Name every festival or event that the passage about Thein gives as a place where she presented or performed her work.

-- Selected text follows --

Currently based in Santa Fe, New Mexico, Thein is a longtime proponent of political change in her home country of Myanmar and has remained a central figure in its contemporary art community despite her spatial separation. Since the February 1st coup that threw Myanmar into turmoil, she has worked tirelessly to support her fellow artists and the Civil Disobedience Movement in hopes of restoring power to the country’s democratically elected leaders through peaceful protest. Her artworks interpret her struggle against the oppression of expression and the impact of social transformation.
In 1994, Thein graduated from Yangon University with a Bachelor of Law degree (LL.B). From an early age, she received artistic recognition, securing numerous international art awards, museum and gallery shows, and residencies. With her father, artist Maung Maung Thein, as her art teacher and mentor, Thein developed a diverse art practice comprising painting, installation, and performance.
In 2004, Thein presented her first solo show at the Nippon International Performance Art Festival (NIPAF) in Japan. From 2004 on, she continued developing and performing work, showing at TIPALive (2005) in Taiwan, Asiatopia in Thailand (2005/2007/2008), 8 Open International Performance Art Festival in Beijing (2007), Small East Asia Co performance art event hosted in Tokyo, Nagoya, and Toyama, Japan (2008), and the 7*11d Performance Art Festival in Toronto, Canada.

-- Selected text concluded --
-- Supplied records follows --

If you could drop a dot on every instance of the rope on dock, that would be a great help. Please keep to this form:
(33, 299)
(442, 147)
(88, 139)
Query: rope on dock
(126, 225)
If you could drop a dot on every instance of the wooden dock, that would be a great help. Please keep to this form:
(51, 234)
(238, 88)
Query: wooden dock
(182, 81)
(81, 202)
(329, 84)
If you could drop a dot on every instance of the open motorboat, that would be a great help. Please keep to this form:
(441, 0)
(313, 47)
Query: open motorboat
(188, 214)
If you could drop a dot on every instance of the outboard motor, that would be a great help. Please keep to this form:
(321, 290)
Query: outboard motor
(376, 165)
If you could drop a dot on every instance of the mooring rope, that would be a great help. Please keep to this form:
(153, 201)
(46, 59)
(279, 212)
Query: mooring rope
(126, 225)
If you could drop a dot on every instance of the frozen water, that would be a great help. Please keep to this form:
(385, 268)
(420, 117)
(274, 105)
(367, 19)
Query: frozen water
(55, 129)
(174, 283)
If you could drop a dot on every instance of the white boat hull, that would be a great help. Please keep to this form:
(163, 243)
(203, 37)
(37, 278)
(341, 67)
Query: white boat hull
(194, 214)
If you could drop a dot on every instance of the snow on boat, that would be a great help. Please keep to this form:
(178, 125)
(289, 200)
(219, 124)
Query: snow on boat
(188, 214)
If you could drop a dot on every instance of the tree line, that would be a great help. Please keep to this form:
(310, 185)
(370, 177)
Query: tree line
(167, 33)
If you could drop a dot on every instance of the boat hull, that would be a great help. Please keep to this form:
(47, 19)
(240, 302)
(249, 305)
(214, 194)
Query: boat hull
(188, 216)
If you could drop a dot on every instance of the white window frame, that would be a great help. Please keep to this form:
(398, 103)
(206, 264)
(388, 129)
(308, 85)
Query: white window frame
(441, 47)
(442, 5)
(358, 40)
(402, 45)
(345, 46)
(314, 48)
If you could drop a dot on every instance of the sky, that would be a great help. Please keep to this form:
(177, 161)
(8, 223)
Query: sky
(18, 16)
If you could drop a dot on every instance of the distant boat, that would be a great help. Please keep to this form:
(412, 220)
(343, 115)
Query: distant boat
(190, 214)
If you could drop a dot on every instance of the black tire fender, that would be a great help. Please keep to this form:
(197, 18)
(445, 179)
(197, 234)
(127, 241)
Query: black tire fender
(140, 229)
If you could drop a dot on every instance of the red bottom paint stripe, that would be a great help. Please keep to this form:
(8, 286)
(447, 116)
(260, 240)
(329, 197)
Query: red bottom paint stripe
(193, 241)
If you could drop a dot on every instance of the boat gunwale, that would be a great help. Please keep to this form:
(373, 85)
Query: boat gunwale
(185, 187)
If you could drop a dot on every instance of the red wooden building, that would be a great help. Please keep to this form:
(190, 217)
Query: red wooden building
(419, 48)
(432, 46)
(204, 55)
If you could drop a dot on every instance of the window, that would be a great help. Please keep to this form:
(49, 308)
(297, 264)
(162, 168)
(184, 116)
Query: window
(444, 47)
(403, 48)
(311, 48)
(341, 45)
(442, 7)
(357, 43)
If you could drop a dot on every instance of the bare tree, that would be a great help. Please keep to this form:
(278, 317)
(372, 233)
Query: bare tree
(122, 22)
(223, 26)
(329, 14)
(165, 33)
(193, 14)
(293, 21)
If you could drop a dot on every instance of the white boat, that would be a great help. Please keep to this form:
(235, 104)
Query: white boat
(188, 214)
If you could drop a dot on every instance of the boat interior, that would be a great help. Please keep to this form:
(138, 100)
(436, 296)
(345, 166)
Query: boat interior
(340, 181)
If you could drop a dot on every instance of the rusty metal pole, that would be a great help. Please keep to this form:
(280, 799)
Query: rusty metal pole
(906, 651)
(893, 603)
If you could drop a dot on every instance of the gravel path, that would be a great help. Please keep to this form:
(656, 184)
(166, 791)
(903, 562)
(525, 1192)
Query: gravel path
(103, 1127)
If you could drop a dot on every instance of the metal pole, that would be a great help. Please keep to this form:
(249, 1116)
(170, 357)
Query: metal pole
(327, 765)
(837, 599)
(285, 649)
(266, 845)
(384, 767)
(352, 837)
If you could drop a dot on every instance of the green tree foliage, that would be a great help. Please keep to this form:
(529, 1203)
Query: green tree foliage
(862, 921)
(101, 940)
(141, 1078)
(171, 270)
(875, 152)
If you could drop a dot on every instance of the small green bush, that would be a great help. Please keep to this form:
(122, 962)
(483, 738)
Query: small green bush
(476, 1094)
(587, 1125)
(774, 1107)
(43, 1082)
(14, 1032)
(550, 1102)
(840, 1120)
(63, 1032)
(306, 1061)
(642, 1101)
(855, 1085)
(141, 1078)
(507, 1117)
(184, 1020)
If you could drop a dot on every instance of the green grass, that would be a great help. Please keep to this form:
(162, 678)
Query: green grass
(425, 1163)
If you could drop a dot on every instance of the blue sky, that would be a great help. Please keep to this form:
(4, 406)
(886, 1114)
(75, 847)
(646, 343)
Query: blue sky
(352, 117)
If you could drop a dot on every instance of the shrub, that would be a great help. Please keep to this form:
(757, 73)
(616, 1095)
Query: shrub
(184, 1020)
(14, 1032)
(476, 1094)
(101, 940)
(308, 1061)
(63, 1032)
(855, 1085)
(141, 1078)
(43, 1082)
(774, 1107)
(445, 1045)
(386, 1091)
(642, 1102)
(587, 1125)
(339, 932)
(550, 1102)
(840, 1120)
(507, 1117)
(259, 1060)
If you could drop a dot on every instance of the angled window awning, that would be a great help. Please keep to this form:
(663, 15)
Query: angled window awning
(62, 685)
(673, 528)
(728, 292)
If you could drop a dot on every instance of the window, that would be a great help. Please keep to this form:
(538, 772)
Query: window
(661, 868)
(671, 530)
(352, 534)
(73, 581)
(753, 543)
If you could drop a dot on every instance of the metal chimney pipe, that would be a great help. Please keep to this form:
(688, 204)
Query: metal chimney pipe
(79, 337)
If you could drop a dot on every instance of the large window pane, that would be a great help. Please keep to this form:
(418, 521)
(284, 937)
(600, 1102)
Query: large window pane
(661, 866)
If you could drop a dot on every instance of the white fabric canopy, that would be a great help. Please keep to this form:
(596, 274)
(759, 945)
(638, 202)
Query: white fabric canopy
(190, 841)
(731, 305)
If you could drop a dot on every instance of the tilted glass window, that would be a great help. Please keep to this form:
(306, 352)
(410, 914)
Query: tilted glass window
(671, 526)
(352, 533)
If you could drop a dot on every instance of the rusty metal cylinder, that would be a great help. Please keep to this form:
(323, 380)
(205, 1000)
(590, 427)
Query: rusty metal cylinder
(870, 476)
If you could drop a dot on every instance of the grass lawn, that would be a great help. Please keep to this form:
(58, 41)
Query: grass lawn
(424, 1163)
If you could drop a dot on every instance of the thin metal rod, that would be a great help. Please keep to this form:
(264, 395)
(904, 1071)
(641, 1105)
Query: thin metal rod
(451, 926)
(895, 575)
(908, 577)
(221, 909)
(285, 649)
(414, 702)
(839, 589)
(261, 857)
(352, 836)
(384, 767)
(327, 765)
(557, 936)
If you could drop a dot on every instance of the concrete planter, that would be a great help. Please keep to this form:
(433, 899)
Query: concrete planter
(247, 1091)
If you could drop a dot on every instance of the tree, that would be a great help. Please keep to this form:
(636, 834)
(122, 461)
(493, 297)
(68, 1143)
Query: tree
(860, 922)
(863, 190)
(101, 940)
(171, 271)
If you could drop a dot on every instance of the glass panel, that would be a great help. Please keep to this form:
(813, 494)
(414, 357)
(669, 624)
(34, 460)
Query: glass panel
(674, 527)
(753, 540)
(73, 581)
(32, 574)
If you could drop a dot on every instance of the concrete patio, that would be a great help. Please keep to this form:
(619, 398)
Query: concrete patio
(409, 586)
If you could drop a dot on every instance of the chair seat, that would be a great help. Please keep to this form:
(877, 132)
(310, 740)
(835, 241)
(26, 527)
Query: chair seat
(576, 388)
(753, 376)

-- Supplied records concluded --

▶ _Result for this exercise_:
- Nippon International Performance Art Festival (NIPAF)
- TIPALive
- Asiatopia
- 8 Open International Performance Art Festival
- Small East Asia Co performance art event
- 7*11d Performance Art Festival